Un autunno politico molto caldo

L’autunno meteorologico che dovrebbe portare (si spera) finalmente brezze fresche, si preannuncia invece caldissimo sul piano politico. Entro il 20 settembre il governo dovrà presentare alla Commissione europea il primo Piano strutturale di bilancio, il nuovo strumento introdotto dalla recente riforma delle regole del Patto di stabilità e crescita, che definirà la finanza pubblica italiana nei prossimi cinque anni.

L’Italia quindi rientra, dopo la pandemia, sotto la tutela dell’Unione che ha già avviato, nel giugno scorso, una procedura per deficit eccessivo (il rapporto deficit/Pil si è attestato nel 2023 al 7,4% e nel 2024 lo stima al 4,4%, ben oltre il limite del 3%, confermato come un dogma). Sarà quindi necessario, alla luce delle stime effettuate dall’Ufficio Parlamentare di Bilancio, procedere ad un aggiustamento di 10-12 miliardi all’anno per poter uscire dalla procedura nel prossimo triennio e convergere sul piano di rientro definito da Bruxelles.

Le nuove regole definiscono anche un nuovo aggregato di riferimento: la spesa primaria netta, ovvero la spesa pubblica nominale al netto della spesa per interessi, della spesa ciclica per la disoccupazione, delle misure discrezionali sulle entrate e della spesa relativa ai programmi dell’Unione.

◆ Blocco dati ◆
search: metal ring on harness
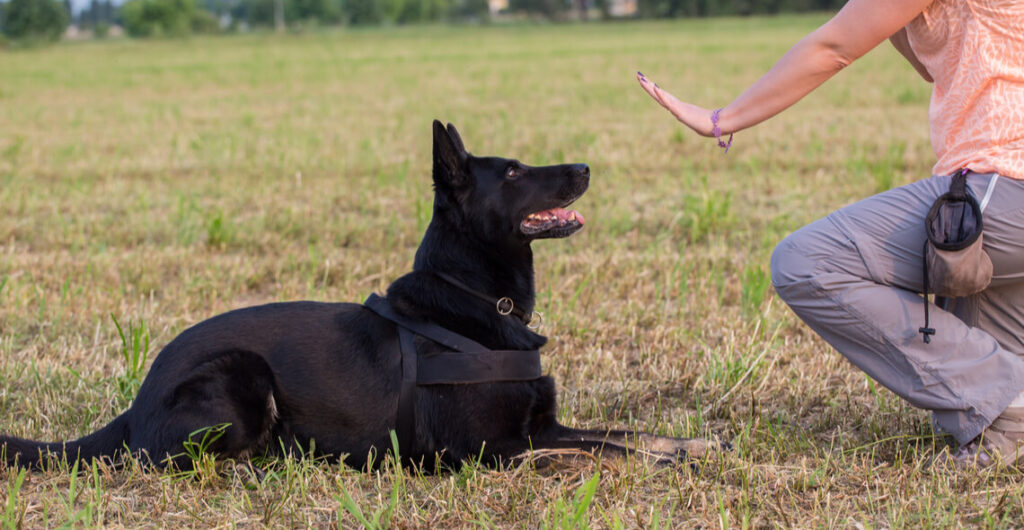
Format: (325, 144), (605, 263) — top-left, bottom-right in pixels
(526, 310), (544, 332)
(495, 297), (515, 315)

◆ Esplora il materiale ◆
1. Nel brano sul bilancio pubblico, entro quale data il governo deve presentare alla Commissione europea il primo Piano strutturale di bilancio?
2. Scrivi il seguito del brano sul bilancio pubblico, partendo dopo la sua ultima frase.
L'elenco non ha alcun legame con il brano sul bilancio pubblico.

◆ Risultati dell'esercizio ◆
1. Entro il 20 settembre.

2.
Rispetto al saldo strutturale, prevista dalla normative precedente, il nuovo parametro dovrebbe favorire le politiche anticicliche e dovrebbe garantire un certo margine di discrezionalità alla politica fiscale adottata dagli Stati membri, in quanto il processo di rientro dal debito eccessivo (che per l’Italia si attesta al 137,3% del Pil) sarà valutato non più annualmente, ma su un periodo di quattro anni, estendibile a sette, nel caso vi sia un impegno del paese ad attuare riforme strutturali o piani di investimento. Pur avendo abolito la regola che stabiliva un tasso di riduzione di 1/20 all’anno, considerata troppo stringente, il nuovo accordo stabilisce che il rapporto debito/Pil sia ridotto in media di almeno l’1% all’anno fino a quando rimane sopra al 90%. Inoltre viene introdotto il cosiddetto margine comune di resilienza, secondo il quale i paesi con debito superiore al 90% del Pil dovranno dovranno mantenere il deficit ben al di sotto del livello del 3% del Pil (il saldo primario deve attestarsi al livello virtuoso dell’1,5% del Pil).

Questo allo scopo di poter avere un margine discrezionale, senza superare il sacro vincolo del 3%, nei periodi di congiuntura negativa, quando aumentano le spese e si riducono le entrate. In sostanza tirare la cinghia quando l’economia vola per poter poi respirare quando la recessione ci strangolerà. Vedremo come il governo italiano attuerà le sue scelte in questo quadro di nuove regole, che certo hanno deluso molti dei suoi sostenitori che quando erano all’opposizione vagheggiavano propositi molti diversi e non certo pensavano di fare la fine di taciturni e obbedienti esecutori degli ordini di Bruxelles. Nell’ultimo consiglio dei ministri l’appello alla disciplina è stato molto chiaro.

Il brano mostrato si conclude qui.